• [WORK TASK]
An exact transcription of the entries is required, with no images included.

Saved entries:
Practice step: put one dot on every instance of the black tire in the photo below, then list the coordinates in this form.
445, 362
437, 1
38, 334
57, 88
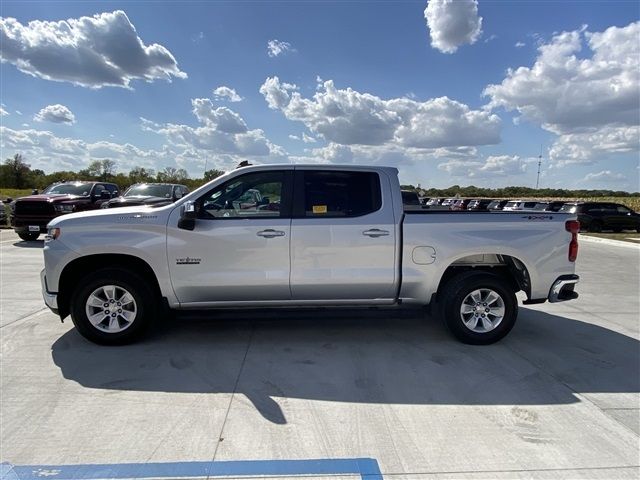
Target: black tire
595, 226
29, 236
145, 304
458, 288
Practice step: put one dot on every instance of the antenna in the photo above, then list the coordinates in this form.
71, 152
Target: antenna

• [TASK RESULT]
Practice step: put one dot on every instance of the black tire in the photo below, then list the coordinates in this form.
445, 362
437, 1
38, 334
57, 88
Target: black tire
595, 226
29, 236
145, 304
458, 288
Practice step: put one dot on every instance of the antenna in the photo above, then list the coordinates in this form.
71, 152
Target: antenna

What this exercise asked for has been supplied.